• EXERCISE BRIEF: Every line of the following records that includes "blue" should be copied.

(Entries taken from a collection)
================================

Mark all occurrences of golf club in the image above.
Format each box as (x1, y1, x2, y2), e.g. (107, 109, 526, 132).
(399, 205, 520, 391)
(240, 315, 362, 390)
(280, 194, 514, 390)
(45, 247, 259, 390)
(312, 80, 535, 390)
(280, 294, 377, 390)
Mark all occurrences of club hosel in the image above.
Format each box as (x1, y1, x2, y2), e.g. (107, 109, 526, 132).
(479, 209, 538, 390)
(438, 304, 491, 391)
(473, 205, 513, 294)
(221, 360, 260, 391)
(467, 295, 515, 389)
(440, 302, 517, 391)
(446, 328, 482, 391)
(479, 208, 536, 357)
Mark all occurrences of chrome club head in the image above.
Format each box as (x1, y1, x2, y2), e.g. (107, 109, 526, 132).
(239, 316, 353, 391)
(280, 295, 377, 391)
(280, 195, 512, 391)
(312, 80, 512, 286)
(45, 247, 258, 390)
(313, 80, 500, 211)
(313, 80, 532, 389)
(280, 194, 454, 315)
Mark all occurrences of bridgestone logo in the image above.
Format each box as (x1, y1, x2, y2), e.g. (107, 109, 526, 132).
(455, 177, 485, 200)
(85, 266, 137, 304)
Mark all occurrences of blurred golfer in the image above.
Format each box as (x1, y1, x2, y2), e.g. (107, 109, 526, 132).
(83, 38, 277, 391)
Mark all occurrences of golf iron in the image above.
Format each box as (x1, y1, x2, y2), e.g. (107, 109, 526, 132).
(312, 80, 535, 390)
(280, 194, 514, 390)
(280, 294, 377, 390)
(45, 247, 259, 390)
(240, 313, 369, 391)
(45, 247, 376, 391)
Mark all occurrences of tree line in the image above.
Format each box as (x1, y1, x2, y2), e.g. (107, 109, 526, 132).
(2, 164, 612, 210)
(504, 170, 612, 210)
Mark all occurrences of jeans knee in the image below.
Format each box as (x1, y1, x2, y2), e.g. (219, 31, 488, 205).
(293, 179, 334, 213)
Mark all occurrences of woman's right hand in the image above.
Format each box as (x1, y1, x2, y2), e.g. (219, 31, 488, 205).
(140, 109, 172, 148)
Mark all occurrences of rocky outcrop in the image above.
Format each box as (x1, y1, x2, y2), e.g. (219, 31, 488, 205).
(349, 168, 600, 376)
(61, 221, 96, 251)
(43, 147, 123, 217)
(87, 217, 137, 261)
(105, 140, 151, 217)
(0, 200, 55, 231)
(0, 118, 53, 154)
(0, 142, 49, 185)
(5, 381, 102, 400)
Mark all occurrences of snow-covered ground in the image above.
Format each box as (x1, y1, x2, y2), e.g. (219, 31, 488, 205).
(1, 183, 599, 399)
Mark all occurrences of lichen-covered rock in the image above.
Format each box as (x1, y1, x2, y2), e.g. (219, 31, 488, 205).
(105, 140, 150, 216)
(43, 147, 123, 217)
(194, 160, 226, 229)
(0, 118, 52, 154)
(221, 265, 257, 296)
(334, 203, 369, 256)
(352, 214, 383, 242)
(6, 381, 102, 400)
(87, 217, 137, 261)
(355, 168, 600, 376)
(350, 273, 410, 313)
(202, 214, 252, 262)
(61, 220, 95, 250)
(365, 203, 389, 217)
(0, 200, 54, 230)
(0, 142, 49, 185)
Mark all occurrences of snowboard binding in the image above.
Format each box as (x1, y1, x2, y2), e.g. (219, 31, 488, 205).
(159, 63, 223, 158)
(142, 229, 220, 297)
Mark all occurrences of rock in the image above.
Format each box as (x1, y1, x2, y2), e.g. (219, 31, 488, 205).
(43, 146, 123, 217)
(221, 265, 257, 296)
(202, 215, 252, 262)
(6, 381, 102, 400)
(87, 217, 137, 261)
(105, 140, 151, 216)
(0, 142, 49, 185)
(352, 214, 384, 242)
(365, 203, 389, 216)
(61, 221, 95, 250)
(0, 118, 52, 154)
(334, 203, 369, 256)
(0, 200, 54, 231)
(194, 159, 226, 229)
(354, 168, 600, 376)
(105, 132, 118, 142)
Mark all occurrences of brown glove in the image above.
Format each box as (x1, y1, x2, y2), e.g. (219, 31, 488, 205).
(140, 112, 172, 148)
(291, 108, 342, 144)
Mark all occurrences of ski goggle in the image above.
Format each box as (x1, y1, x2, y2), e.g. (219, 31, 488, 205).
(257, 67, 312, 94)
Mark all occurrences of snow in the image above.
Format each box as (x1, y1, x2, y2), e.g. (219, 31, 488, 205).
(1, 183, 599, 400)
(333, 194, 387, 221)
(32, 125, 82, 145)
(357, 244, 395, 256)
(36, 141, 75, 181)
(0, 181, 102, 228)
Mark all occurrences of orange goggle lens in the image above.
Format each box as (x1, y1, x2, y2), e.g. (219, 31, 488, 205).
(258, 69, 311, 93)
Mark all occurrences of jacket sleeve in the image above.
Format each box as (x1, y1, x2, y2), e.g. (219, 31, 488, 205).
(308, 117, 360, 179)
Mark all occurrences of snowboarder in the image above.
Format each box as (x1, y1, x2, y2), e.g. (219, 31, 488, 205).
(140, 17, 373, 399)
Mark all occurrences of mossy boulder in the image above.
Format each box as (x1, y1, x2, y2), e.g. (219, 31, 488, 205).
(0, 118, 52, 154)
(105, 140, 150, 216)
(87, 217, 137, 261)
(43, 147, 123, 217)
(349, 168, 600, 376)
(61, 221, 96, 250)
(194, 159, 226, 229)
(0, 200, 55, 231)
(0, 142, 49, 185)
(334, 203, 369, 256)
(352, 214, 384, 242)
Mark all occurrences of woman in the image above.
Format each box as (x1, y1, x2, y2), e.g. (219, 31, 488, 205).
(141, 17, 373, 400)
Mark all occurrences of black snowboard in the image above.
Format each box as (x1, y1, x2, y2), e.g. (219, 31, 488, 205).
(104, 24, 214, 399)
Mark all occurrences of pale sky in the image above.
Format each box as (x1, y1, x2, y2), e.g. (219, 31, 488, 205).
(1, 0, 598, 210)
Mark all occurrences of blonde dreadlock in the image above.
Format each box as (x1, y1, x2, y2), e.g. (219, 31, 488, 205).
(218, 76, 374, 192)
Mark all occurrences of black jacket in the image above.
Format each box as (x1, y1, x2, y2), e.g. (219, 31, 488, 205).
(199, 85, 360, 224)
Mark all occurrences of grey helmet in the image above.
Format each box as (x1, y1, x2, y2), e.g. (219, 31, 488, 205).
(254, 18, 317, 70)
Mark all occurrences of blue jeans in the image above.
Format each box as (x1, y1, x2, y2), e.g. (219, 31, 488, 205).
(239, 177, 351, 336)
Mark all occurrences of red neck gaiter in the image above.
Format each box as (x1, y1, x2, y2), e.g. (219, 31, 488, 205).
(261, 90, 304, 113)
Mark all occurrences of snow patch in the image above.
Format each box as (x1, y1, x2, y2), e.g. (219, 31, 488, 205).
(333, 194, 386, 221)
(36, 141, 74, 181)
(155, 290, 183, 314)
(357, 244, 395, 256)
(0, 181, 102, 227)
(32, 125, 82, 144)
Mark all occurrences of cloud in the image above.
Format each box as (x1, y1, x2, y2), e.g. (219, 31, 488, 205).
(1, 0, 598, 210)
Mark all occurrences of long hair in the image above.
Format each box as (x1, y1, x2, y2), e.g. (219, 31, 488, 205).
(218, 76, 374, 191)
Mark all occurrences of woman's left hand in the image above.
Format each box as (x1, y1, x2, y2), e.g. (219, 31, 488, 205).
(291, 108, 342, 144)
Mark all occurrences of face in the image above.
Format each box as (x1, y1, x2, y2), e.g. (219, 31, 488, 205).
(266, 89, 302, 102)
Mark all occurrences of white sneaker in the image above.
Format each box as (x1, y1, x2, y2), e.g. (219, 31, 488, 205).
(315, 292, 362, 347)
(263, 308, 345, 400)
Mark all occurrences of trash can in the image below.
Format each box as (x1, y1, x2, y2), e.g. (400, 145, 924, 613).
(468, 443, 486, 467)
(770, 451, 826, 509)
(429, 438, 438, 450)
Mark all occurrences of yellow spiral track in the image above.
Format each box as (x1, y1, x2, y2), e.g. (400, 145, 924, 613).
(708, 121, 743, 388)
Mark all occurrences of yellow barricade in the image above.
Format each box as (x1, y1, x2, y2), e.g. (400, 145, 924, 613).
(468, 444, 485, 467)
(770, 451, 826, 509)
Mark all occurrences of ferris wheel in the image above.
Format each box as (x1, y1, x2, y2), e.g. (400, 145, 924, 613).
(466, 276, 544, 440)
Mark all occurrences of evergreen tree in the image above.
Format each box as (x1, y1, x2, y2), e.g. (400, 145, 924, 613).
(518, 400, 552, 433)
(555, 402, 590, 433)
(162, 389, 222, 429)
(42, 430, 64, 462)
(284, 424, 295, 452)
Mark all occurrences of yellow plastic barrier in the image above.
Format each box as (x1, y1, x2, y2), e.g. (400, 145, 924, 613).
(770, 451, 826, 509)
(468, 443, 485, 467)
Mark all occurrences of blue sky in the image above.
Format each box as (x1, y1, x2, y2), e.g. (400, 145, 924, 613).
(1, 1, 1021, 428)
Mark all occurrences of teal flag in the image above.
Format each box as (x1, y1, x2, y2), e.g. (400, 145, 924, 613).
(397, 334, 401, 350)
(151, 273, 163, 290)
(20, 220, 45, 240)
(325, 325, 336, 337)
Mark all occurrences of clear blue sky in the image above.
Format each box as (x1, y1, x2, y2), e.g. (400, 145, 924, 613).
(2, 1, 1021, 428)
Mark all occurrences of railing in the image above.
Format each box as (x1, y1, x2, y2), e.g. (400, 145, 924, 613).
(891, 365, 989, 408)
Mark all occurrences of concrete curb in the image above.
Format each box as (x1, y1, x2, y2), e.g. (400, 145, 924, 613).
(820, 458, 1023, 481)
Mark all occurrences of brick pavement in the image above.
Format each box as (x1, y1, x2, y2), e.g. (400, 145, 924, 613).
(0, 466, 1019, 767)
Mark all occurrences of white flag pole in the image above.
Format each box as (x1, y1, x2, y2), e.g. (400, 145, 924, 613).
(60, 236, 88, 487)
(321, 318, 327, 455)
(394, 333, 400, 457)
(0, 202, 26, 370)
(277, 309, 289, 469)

================================

• RESULT BELOW:
Mark all occurrences of blue jeans in the image above.
Mark all occurrences of blue sky in the image above.
Mark all occurrences of clear blue sky in the image above.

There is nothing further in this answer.